* **WHAT THE EXERCISE ASKS**: Reproduce the listing below word for word, from its first line through the line containing "column 197, row 177", with both of those lines included. Omit the pictures.

▼▼▼

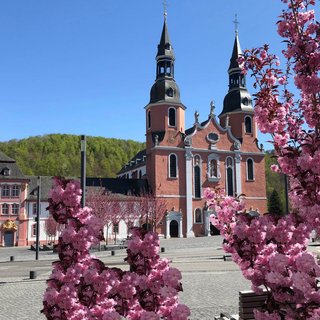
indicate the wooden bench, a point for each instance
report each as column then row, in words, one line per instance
column 249, row 300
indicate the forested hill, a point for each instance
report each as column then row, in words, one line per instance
column 59, row 154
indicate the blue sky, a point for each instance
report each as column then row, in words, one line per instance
column 86, row 67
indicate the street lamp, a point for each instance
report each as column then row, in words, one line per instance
column 286, row 193
column 38, row 217
column 83, row 170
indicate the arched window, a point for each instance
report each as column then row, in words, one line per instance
column 173, row 163
column 5, row 191
column 34, row 230
column 15, row 192
column 5, row 208
column 250, row 169
column 15, row 208
column 34, row 208
column 172, row 117
column 229, row 177
column 213, row 168
column 248, row 124
column 149, row 119
column 198, row 216
column 197, row 177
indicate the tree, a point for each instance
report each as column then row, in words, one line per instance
column 99, row 200
column 272, row 250
column 152, row 210
column 274, row 204
column 83, row 287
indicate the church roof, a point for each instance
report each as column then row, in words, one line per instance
column 134, row 187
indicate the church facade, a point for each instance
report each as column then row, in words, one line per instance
column 221, row 151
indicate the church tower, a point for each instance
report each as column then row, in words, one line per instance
column 165, row 114
column 237, row 105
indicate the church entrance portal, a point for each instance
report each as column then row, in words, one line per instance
column 9, row 239
column 174, row 229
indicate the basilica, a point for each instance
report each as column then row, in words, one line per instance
column 179, row 163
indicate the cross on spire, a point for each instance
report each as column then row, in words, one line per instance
column 165, row 9
column 236, row 23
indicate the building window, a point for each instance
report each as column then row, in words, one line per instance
column 149, row 119
column 197, row 176
column 198, row 216
column 5, row 191
column 250, row 170
column 229, row 174
column 248, row 124
column 34, row 230
column 172, row 117
column 213, row 168
column 34, row 209
column 173, row 163
column 15, row 208
column 15, row 191
column 5, row 208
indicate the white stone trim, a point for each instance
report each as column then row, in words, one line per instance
column 175, row 117
column 238, row 173
column 244, row 123
column 226, row 172
column 174, row 216
column 194, row 216
column 177, row 161
column 189, row 213
column 213, row 156
column 247, row 179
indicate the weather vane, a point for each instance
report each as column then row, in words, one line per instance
column 236, row 23
column 165, row 8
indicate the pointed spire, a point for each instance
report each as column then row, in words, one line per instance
column 165, row 47
column 236, row 53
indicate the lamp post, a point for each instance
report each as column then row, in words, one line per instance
column 83, row 170
column 38, row 217
column 286, row 192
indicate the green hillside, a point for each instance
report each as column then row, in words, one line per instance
column 59, row 154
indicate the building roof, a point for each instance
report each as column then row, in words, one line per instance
column 5, row 158
column 133, row 187
column 46, row 185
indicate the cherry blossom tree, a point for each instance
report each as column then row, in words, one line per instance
column 271, row 250
column 82, row 287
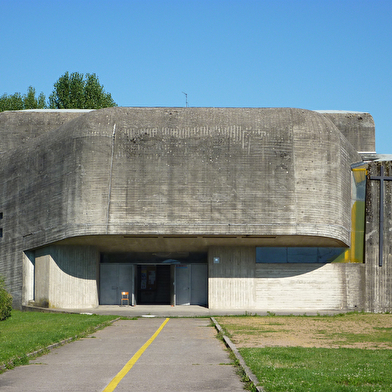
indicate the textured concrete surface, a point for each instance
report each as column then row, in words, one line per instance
column 185, row 356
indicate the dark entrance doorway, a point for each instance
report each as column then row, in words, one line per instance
column 153, row 285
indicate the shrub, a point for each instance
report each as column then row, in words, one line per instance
column 5, row 301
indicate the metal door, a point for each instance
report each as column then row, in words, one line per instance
column 183, row 293
column 199, row 284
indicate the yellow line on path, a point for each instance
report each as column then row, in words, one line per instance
column 113, row 384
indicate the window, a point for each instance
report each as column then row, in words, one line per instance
column 297, row 254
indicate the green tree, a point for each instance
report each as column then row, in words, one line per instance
column 18, row 101
column 30, row 101
column 76, row 91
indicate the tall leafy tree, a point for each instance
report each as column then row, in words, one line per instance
column 76, row 91
column 18, row 101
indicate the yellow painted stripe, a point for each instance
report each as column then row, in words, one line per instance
column 113, row 384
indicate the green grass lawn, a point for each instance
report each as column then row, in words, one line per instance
column 25, row 332
column 299, row 369
column 358, row 358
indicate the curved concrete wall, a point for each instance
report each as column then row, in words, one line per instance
column 177, row 171
column 182, row 171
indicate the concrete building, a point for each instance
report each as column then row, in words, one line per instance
column 237, row 208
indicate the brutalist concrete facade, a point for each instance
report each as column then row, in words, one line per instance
column 142, row 188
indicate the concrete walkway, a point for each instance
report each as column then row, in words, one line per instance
column 185, row 356
column 180, row 311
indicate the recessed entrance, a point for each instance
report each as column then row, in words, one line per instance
column 154, row 278
column 153, row 285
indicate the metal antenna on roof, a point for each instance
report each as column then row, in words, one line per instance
column 186, row 99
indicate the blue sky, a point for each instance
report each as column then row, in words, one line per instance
column 311, row 54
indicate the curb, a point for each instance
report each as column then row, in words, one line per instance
column 54, row 345
column 253, row 379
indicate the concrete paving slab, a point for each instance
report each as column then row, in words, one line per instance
column 185, row 356
column 181, row 311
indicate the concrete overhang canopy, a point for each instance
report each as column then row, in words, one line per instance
column 188, row 171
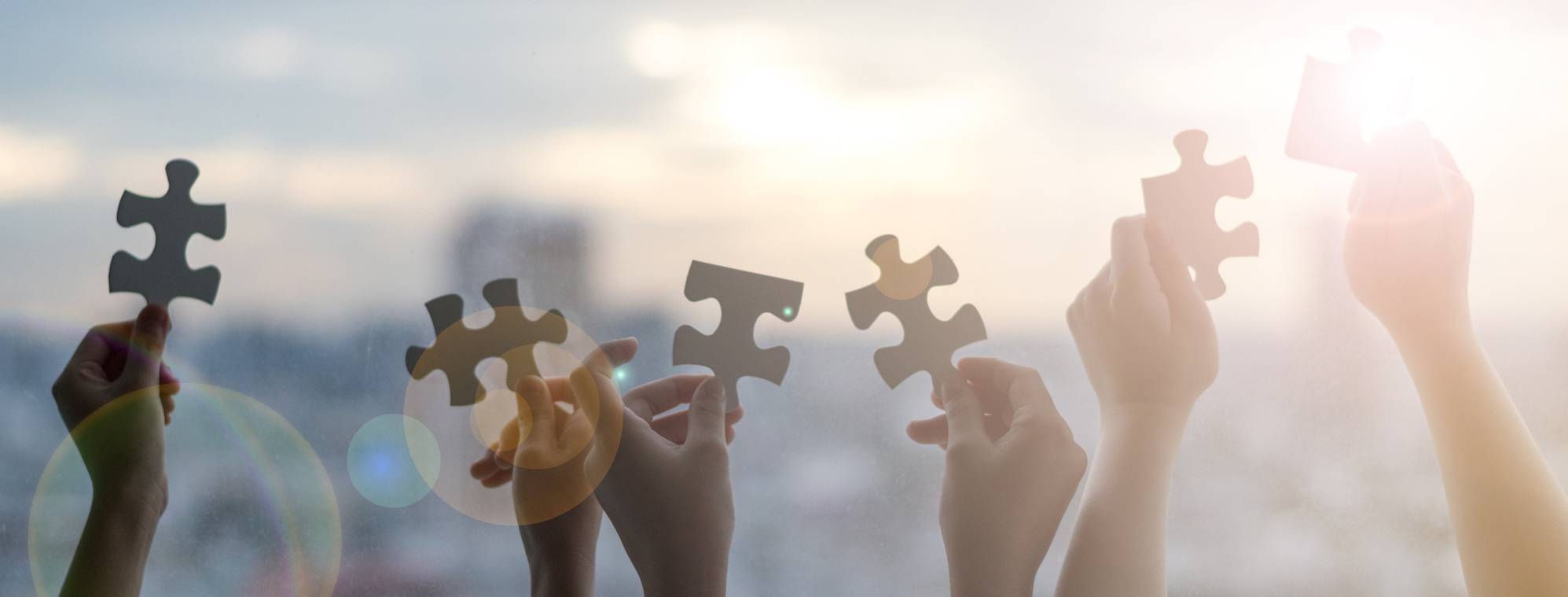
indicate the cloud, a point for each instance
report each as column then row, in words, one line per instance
column 35, row 162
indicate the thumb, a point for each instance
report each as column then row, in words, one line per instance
column 706, row 417
column 145, row 357
column 964, row 418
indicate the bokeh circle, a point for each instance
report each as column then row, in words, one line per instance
column 389, row 459
column 252, row 510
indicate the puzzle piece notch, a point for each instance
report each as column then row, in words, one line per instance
column 929, row 343
column 458, row 349
column 731, row 351
column 1325, row 126
column 1184, row 200
column 174, row 219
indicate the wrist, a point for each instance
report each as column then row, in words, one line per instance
column 707, row 582
column 975, row 584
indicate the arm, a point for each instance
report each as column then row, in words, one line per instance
column 116, row 396
column 1150, row 351
column 1012, row 470
column 1407, row 256
column 560, row 546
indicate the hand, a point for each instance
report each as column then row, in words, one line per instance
column 1002, row 497
column 670, row 500
column 115, row 396
column 1407, row 244
column 562, row 549
column 1142, row 327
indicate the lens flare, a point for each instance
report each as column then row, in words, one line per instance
column 248, row 497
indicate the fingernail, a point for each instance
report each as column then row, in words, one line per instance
column 154, row 316
column 950, row 387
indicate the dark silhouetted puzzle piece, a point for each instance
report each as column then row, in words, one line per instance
column 1183, row 203
column 1325, row 126
column 902, row 289
column 733, row 351
column 458, row 349
column 174, row 219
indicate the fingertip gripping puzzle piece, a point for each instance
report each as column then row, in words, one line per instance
column 1336, row 101
column 731, row 351
column 902, row 289
column 458, row 349
column 1184, row 200
column 174, row 219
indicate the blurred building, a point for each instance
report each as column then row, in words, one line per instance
column 548, row 250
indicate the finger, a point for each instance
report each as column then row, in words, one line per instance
column 611, row 356
column 1024, row 389
column 145, row 357
column 99, row 343
column 676, row 425
column 964, row 422
column 1129, row 255
column 657, row 396
column 1170, row 269
column 535, row 396
column 706, row 414
column 485, row 467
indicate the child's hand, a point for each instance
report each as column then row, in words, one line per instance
column 118, row 374
column 1407, row 244
column 1002, row 499
column 1142, row 329
column 671, row 502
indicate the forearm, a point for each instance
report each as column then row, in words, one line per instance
column 1511, row 516
column 1118, row 544
column 113, row 549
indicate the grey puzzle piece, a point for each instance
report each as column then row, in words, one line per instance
column 458, row 349
column 733, row 351
column 1325, row 126
column 174, row 219
column 929, row 343
column 1183, row 203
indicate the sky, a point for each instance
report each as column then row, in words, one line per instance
column 347, row 138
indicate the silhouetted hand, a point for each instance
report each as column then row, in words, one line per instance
column 671, row 502
column 1002, row 499
column 115, row 396
column 1408, row 239
column 121, row 365
column 562, row 549
column 1142, row 329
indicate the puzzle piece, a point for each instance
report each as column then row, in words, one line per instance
column 458, row 349
column 174, row 219
column 1336, row 101
column 902, row 289
column 731, row 351
column 1183, row 201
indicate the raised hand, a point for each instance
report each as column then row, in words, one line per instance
column 1148, row 348
column 546, row 456
column 1004, row 497
column 1408, row 238
column 115, row 396
column 1407, row 256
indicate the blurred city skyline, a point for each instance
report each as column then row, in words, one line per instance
column 766, row 138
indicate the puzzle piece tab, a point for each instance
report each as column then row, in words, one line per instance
column 1183, row 201
column 174, row 219
column 902, row 289
column 1338, row 99
column 458, row 349
column 733, row 351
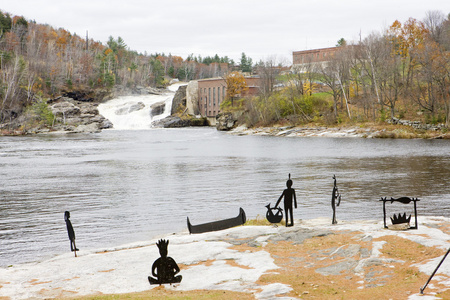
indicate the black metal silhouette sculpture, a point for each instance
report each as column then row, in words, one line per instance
column 218, row 225
column 289, row 196
column 335, row 195
column 164, row 268
column 434, row 272
column 401, row 219
column 71, row 232
column 274, row 217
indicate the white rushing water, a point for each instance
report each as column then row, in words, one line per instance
column 135, row 112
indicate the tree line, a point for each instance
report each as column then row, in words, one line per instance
column 38, row 61
column 402, row 72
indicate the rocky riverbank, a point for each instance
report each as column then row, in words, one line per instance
column 74, row 112
column 313, row 259
column 370, row 131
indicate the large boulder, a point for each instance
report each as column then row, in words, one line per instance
column 157, row 108
column 65, row 108
column 226, row 121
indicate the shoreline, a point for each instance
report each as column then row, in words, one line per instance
column 352, row 259
column 356, row 131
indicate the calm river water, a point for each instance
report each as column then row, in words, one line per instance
column 131, row 185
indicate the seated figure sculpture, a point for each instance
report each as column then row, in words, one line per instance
column 164, row 268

▲▲▲

* **EXERCISE OUTPUT**:
indicate the wooden bench, a point for each instance
report each as column then row, in words, one line per instance
column 249, row 300
indicate the forested hill, a point for each instance
report each as column then row, in words, one line per instance
column 59, row 154
indicate the blue sky, a point for each instance
report each as column then row, in words, one line per instance
column 86, row 67
indicate the street lamp, a point for each instance
report each as column then row, in words, one line per instance
column 286, row 193
column 38, row 217
column 83, row 170
indicate the arched window, a point for each instance
report each as column then row, in words, one line per instance
column 173, row 163
column 5, row 191
column 34, row 230
column 15, row 192
column 5, row 208
column 250, row 169
column 15, row 208
column 34, row 208
column 172, row 117
column 229, row 177
column 213, row 168
column 248, row 124
column 149, row 119
column 198, row 216
column 197, row 177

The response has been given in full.